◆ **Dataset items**
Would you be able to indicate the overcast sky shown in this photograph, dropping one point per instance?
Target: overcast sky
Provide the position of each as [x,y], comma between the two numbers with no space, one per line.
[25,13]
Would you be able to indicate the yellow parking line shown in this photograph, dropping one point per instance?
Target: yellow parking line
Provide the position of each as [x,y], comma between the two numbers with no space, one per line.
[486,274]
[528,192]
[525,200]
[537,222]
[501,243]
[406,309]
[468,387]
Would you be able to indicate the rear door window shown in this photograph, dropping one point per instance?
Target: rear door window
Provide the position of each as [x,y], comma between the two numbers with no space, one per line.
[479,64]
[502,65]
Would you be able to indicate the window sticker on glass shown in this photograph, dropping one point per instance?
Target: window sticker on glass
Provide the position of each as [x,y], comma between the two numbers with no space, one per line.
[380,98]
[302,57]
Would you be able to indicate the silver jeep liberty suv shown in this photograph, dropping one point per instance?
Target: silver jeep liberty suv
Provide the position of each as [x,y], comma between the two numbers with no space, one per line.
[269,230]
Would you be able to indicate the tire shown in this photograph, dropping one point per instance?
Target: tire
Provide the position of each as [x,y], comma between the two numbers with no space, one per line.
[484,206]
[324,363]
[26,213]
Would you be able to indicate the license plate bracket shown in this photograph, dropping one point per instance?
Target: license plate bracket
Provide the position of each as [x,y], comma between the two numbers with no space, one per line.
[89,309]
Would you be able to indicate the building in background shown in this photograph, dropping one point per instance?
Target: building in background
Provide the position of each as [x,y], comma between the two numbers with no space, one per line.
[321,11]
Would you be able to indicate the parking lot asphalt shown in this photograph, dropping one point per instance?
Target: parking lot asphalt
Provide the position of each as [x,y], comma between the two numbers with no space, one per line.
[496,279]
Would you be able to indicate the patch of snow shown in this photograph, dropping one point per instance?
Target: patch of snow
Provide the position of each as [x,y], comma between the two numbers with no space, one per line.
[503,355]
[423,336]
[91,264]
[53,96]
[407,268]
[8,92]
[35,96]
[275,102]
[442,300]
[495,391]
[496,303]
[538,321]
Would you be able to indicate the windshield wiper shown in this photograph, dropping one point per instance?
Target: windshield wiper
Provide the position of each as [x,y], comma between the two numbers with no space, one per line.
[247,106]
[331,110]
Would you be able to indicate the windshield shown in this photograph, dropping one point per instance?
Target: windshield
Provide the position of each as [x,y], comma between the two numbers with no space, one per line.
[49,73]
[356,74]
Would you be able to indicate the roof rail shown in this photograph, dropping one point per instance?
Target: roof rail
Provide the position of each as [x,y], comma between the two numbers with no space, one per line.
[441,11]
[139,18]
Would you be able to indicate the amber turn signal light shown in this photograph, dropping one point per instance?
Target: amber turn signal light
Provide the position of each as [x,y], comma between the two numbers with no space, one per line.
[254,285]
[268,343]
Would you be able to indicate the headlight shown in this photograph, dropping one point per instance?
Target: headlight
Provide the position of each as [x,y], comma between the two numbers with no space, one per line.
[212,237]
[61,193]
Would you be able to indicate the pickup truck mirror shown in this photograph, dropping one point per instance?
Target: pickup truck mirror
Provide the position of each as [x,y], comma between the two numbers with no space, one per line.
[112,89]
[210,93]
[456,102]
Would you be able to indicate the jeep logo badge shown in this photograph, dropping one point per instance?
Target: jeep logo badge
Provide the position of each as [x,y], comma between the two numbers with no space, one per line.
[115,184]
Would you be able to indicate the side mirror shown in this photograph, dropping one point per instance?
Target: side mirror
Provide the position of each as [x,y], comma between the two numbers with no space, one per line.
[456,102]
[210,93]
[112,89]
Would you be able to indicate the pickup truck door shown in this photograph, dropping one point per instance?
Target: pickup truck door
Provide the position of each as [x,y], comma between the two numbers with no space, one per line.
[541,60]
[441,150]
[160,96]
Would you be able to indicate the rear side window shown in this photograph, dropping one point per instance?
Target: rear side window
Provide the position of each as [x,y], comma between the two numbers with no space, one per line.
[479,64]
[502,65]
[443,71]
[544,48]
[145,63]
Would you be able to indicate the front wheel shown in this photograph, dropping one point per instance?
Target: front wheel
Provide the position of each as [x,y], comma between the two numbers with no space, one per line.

◆ **REQUIREMENTS**
Rewrite the lines of the material above as a numbered list, omitting any blank lines.

◆ **FINAL RESULT**
1. Would you be able to indicate the overcast sky shown in this photograph, dropping one point per instance?
2. Target: overcast sky
3. Provide the position of each as [x,y], comma between the two numbers with no space, one per line.
4. [25,13]
5. Would you be able to indicate the yellow parking line shown in this photograph, dropping one point per instance?
6. Target: yellow parking line
7. Provide the position of each as [x,y], comma between the two numbers with no space, one per line.
8. [486,274]
9. [528,192]
10. [525,200]
11. [537,222]
12. [501,243]
13. [406,309]
14. [468,387]
15. Would you be able to indicate the rear door window shown in this photograph, dropping one point per instance?
16. Target: rear door window
17. Provide the position of each as [x,y], comma between the two numbers with no space, one per line.
18. [479,64]
19. [502,65]
20. Would you be able to indicate the window sticker on glass shown in this photograph, dropping one point per instance?
21. Target: window sticker on glass
22. Provide the position of each as [x,y], comma between the two numbers with no space, one per line.
23. [380,98]
24. [302,57]
25. Would you be able to indicate the silver jeep liberty suv shown in this photograph, dropping one point per instance?
26. Target: silver jeep liberty suv
27. Provide the position of each as [x,y], comma between the two numbers with no space, one per line.
28. [269,230]
29. Would you be able to indicate the tire shown in this photograph, dropping one point per instance?
30. Target: tire
31. Provide the position of each as [x,y], comma between the two numbers with no space, one per line.
32. [484,206]
33. [324,363]
34. [26,213]
35. Would you be able to indicate the license plate bracket shown in this photograph, dropping one point per instance?
36. Target: license plate bracket
37. Provide the position of each as [x,y], comma between the two numbers with no space, one per line.
38. [89,309]
39. Would you be able to indicate the building in background shown in this photograph, dropping one point per instance?
40. Target: building in background
41. Provide the position of each as [x,y], comma between the two numbers with no space, one per line.
42. [321,11]
43. Would you be able to indicate the parking lot asphalt shown in this photograph, dropping one point per instance?
44. Target: parking lot asphalt
45. Provide the position of each as [x,y], comma between the two numbers with no space, one per line.
46. [496,279]
47. Would you be able to indicate the patch of snow shown in this photograph, dropping one point per instance?
48. Target: patch of snow
49. Provide the position of each as [x,y], comma between the two numbers with no space, one per line.
50. [503,355]
51. [423,336]
52. [91,264]
53. [53,96]
54. [407,268]
55. [8,92]
56. [35,96]
57. [275,102]
58. [442,300]
59. [495,391]
60. [496,303]
61. [538,321]
62. Would you be able to indicate the windshield wiper shown in this photograph, dropping one point per instance?
63. Target: windshield wiper
64. Provide the position of each as [x,y], comma between the two numbers with no space, one per line.
65. [247,106]
66. [331,110]
67. Would you be able to indicate the windshield shown in this photograph, dropping one point per instance?
68. Target: windshield
69. Provide the position of each as [x,y], comma between the two numbers with no space, one per line.
70. [49,73]
71. [356,74]
72. Would you be able to indicate the roof rail shown in this photograph, dropping one point per instance?
73. Target: roof rail
74. Provide the position of each as [x,y], comma between the two numbers with no space, one per line.
75. [441,11]
76. [139,18]
77. Would you be able to indicate the amber turn signal light shown in this photograph, dropping one point per instance?
78. Target: amber turn signal light
79. Provide the position of each as [x,y], comma between the two numbers with no space, one per line.
80. [254,285]
81. [268,343]
82. Would you be able to indicate the headlight shown in this photograph, dropping one point per instance?
83. Target: headlight
84. Provide the position of each as [x,y], comma between the two numbers with no space, one per line.
85. [212,237]
86. [61,193]
87. Would you be able to indicate the pickup truck mirror shown in this photograph, dropping one point per instance?
88. Target: pickup truck mirror
89. Provide the position of each as [x,y], comma between the two numbers with no space, one per line.
90. [112,89]
91. [210,93]
92. [456,102]
93. Would you be able to indicate the jeep logo badge shown in this photograph, dropping one point per instance?
94. Target: jeep logo badge
95. Provide the position of each as [x,y], comma between the two numbers with no space, one per line.
96. [115,184]
97. Would you be able to indicate the side mirror shown in this photograph, dropping one point per instance?
98. Target: side mirror
99. Provide the position of each as [x,y], comma between the two numbers with no space, one per line.
100. [456,102]
101. [210,93]
102. [112,89]
103. Would you be able to indicate the pickup truck door shown in this photograph, dropping one point per instance?
104. Target: pickup truck door
105. Provide the position of each as [x,y], comma between the two numbers with no space, one per line.
106. [541,60]
107. [441,150]
108. [160,96]
109. Would you be able to indicate the rear side window shown in this photograph, dropping one point per instance?
110. Target: rear side window
111. Provide the position of each as [x,y], comma between the two numbers with no space, one per line.
112. [479,64]
113. [502,65]
114. [443,71]
115. [544,48]
116. [145,63]
117. Would you be able to indicate the front wheel shown in this photograph, dropping one point per instance?
118. Target: front wheel
119. Provide the position of each as [x,y], comma between the two numbers with no space, one per line.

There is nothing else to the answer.